═════ Article

I wanted to write something here, but more than that I wanted to do something.

I noticed that Internet Archive created a collection devoted to online material related to Aaron, and thought I would try to collect together all the Twitter conversations that mention him. Twitter’s search is limited to the last week, so I quickly wrote a command line utility that pages through search results using their API, and writes out the complete data as line-oriented JSON. I also pulled in the tweets that mention #pdftribute since they were largely inspired by Aaron’s efforts in the open access space. I packaged up the data using BagIt and put it up at Internet Archive. Here’s the description from the bag-info.txt

On January 11, 2013 the Internet activist Aaron Swartz took his own life, and a great deal of grief, anger, and constructive thinking erupted on the Web and in Twitter. In particular the #pdftribute Twitter tag was born, in an attempt to raise awareness about Open Access issues, that Aaron did so much to futher during his life.

This package contains Twitter JSON data for two Twitter search queries that were collected in the week following Aaron’s death:

  • “Aaron Swartz” OR aaronsw
  • #pdftribute

aaronsw.json.gz contains 630,397 tweets, for the period starting with 2013-01-11 16:50:22 and ending 2013-01-18 13:50:02.

pdftribute.json.gz contains 42,277 tweets, for the period starting with Jan 13 02:42:26 and ending Jan 17 03:33:46.

In addition the URLs mentioned in the tweets found in aaronsw.tar.gz were extracted, unshortened, and then aggregated to provide a report of what people linked to. These URLs are available in aaronsw-urls.txt.gz.

It is hoped that this data will help document the Web community’s response to Aaron’s death, and life.

Below is a list of the top 50 links shared in tweets about Aaron. There were 36,506 in all.

══════════
═════ Extracted records

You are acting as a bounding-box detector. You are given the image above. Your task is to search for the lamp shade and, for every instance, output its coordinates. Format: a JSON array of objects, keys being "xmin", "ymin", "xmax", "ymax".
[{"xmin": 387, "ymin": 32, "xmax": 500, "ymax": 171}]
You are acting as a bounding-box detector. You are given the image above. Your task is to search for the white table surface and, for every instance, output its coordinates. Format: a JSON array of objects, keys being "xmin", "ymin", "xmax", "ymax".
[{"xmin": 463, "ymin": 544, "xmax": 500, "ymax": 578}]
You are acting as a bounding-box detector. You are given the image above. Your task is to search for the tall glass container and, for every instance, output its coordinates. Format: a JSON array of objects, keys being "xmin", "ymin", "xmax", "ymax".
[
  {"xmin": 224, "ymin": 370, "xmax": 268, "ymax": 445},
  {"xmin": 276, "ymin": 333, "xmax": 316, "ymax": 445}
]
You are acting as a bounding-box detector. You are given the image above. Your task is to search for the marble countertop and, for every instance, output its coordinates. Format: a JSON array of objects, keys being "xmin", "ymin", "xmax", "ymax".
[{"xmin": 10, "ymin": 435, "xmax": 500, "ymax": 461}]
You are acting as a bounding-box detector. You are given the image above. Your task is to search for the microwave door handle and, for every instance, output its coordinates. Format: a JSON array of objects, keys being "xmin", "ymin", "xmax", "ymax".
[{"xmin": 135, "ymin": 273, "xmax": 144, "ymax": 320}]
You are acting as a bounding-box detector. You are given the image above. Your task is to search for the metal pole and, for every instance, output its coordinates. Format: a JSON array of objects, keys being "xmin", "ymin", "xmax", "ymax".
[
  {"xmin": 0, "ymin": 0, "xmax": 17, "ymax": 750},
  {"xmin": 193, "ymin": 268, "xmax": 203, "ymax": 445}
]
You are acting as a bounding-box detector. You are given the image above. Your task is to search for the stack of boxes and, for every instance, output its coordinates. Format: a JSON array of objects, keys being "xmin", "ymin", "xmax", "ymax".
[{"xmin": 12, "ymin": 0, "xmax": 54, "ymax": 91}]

══════════

Please quote the tweet-archiving post, starting at the words "In addition the" and stopping after the words "36,506 in all.". The entries have no connection to the tweet-archiving post.

In addition the URLs mentioned in the tweets found in aaronsw.tar.gz were extracted, unshortened, and then aggregated to provide a report of what people linked to. These URLs are available in aaronsw-urls.txt.gz.

It is hoped that this data will help document the Web community’s response to Aaron’s death, and life.

Below is a list of the top 50 links shared in tweets about Aaron. There were 36,506 in all.